-------- Record excerpts --------

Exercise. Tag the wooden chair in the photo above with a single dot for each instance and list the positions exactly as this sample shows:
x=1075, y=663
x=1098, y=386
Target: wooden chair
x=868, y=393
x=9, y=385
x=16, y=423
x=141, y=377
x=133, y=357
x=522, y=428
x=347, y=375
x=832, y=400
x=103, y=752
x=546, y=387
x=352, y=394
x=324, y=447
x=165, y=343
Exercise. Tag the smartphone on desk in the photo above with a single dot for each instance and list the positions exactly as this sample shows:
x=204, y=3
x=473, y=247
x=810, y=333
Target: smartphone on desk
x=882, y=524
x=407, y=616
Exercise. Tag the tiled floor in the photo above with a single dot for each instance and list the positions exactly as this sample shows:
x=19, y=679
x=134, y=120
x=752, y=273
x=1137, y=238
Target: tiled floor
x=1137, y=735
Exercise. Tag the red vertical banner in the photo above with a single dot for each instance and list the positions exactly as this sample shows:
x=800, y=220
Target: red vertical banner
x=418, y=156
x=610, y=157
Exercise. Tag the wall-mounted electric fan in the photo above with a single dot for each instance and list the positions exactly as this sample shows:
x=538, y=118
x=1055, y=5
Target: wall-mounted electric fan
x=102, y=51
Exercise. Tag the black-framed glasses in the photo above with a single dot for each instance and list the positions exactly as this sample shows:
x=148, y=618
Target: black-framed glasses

--------

Directions:
Retype the entries above exactly as they appear.

Output for this exercise:
Exercise. Tag the wooden chair in the photo above with a single dot for each instance and list the positions exactly as this sample shows:
x=1075, y=663
x=1098, y=386
Target: wooden chair
x=868, y=393
x=9, y=385
x=16, y=423
x=141, y=377
x=133, y=357
x=522, y=428
x=347, y=375
x=832, y=400
x=103, y=752
x=546, y=387
x=352, y=394
x=324, y=447
x=165, y=343
Exercise. Tag the smartphone on desk in the photo above with a single dot for each instance and list the positions exactly as this sample shows:
x=204, y=3
x=473, y=247
x=810, y=333
Target: smartphone on desk
x=882, y=524
x=407, y=616
Exercise. Tag the tiled floor in the photo above with a single dot for each instance and list the positions exactly as this sample shows:
x=19, y=679
x=134, y=120
x=752, y=273
x=1137, y=238
Target: tiled floor
x=1137, y=735
Exercise. Tag the red vertical banner in the photo above with a single dot for each instance and list the positions exactly as this sample shows:
x=800, y=220
Target: red vertical banner
x=418, y=156
x=610, y=157
Exercise. Tag the wall-mounted electric fan in the photo above with a single dot for each instance and list the positions exactly as this sample shows:
x=538, y=118
x=1055, y=5
Target: wall-mounted electric fan
x=102, y=51
Exercise. Tag the black-framed glasses in the photo above with a single dot for each instance and list the positions exactly as this sample shows:
x=148, y=618
Target: black-framed glasses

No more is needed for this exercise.